__Work to complete__. Find every line in the listing below that contains the word "mountain", and copy each of those lines in full.
┄┄┄┄┄┄┄┄┄┄
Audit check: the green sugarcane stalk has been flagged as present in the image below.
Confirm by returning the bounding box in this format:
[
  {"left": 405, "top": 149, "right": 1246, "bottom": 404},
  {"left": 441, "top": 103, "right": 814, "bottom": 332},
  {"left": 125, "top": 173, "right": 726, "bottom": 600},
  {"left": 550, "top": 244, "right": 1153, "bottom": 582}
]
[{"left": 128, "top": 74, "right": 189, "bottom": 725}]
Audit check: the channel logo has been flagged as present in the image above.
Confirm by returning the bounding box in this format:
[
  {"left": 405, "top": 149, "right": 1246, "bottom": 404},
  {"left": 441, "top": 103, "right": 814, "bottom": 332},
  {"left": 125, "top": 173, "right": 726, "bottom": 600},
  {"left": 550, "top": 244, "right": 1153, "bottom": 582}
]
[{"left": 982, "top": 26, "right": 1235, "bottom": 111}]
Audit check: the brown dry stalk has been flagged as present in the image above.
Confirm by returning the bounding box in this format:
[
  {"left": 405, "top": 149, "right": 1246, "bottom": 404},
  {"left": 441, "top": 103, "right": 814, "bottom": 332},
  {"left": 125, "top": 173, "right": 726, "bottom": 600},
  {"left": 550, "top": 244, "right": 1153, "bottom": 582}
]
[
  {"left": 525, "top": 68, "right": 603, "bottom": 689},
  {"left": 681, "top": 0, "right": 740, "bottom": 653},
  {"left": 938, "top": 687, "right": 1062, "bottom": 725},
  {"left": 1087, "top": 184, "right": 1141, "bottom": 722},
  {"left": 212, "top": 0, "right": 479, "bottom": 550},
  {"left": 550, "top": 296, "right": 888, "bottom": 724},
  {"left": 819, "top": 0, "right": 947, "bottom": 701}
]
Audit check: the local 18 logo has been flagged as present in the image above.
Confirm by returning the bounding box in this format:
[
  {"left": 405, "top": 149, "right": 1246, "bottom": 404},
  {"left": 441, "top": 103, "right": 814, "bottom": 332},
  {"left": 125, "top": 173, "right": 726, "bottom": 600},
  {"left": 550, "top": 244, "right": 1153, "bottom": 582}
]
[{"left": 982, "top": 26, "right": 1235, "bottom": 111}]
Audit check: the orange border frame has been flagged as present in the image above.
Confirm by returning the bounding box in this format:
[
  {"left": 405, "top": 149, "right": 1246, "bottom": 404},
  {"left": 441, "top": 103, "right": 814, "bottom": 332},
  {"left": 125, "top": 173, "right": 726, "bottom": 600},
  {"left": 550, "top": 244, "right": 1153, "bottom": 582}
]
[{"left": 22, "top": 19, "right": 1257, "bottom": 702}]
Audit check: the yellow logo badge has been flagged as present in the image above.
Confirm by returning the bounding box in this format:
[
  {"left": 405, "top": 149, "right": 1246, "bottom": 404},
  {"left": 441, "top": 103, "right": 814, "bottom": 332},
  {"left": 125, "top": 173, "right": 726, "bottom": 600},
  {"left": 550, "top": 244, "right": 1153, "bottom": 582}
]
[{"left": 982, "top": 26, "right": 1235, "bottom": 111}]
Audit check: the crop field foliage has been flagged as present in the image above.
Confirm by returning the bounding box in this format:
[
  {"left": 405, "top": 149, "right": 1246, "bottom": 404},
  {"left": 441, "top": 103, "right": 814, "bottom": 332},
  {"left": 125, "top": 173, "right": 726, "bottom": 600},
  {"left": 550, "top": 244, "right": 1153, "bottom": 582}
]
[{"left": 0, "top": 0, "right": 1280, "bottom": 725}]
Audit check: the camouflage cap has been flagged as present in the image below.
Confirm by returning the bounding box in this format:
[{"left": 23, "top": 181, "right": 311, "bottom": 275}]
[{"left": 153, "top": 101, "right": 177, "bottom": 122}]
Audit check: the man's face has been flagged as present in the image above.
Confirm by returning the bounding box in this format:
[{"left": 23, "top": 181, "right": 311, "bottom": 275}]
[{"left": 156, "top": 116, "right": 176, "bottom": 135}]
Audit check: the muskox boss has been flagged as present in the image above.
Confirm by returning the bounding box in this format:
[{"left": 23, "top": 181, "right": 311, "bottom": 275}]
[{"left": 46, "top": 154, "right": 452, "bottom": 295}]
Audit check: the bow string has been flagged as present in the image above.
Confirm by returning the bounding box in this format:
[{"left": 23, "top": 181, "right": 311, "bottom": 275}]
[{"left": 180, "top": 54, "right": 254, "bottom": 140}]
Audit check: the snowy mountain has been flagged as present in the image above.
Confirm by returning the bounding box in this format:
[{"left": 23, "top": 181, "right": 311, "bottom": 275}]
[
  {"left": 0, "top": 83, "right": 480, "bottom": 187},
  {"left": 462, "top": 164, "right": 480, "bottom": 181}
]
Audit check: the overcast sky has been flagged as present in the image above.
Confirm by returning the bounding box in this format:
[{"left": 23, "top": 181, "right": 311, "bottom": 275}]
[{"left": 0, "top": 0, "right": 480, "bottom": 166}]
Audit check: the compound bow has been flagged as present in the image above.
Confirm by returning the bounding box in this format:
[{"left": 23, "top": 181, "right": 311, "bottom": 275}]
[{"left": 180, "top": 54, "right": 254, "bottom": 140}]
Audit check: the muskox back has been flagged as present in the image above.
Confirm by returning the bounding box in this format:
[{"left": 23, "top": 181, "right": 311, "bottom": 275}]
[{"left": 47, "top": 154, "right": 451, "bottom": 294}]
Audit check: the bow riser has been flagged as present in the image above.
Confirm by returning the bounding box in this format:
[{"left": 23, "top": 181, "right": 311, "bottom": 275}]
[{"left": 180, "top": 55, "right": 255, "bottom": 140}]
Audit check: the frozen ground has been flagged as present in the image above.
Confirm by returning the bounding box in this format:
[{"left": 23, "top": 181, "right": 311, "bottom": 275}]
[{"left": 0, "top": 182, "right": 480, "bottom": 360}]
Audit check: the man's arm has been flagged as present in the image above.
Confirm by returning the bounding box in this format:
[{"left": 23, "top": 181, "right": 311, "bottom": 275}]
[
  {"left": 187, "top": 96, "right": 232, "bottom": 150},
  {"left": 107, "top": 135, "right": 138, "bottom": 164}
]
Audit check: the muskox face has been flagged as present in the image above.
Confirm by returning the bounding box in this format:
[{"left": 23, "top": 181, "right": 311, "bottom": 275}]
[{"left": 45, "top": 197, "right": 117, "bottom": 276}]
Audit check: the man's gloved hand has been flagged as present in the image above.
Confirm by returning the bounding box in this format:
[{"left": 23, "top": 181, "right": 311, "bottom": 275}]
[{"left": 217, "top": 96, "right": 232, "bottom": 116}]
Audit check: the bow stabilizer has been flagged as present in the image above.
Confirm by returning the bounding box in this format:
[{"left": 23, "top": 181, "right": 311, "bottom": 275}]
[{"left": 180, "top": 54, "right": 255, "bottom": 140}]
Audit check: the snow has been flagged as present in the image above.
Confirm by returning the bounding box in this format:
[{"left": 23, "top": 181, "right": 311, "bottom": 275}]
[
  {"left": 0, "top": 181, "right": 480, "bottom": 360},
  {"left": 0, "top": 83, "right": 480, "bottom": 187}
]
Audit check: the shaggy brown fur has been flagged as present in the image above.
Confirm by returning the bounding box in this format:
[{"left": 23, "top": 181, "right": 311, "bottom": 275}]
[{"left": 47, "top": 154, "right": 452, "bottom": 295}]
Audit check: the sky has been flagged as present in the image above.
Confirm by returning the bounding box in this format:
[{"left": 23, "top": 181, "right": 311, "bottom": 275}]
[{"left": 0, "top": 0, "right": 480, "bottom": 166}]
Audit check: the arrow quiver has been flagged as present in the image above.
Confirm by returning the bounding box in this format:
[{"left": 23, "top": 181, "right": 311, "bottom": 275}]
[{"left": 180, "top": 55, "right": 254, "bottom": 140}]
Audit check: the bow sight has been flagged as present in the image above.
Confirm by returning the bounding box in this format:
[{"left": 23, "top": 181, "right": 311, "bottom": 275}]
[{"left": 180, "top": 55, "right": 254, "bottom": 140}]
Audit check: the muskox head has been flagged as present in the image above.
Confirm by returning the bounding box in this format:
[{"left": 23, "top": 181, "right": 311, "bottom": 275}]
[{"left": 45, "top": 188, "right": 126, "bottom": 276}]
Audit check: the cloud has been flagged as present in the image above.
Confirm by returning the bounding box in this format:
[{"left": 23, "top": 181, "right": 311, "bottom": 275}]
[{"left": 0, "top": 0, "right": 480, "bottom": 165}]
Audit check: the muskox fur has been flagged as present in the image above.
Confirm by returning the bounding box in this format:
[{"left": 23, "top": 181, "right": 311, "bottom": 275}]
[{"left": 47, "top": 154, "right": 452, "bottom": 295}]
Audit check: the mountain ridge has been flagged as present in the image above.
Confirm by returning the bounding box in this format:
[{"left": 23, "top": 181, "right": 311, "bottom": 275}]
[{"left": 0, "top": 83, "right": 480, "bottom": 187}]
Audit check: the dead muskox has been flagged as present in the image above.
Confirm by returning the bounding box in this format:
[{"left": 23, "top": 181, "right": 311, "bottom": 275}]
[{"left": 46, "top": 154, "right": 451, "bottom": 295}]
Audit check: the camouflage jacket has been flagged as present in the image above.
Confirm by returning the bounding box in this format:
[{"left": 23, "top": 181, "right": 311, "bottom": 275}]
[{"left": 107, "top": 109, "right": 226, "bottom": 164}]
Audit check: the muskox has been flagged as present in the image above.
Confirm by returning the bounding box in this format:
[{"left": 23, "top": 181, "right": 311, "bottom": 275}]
┄┄┄┄┄┄┄┄┄┄
__Response to the exercise__.
Audit check: the snowy mountain has been flagged as present in the image above.
Audit check: the mountain ridge has been flagged as present in the image above.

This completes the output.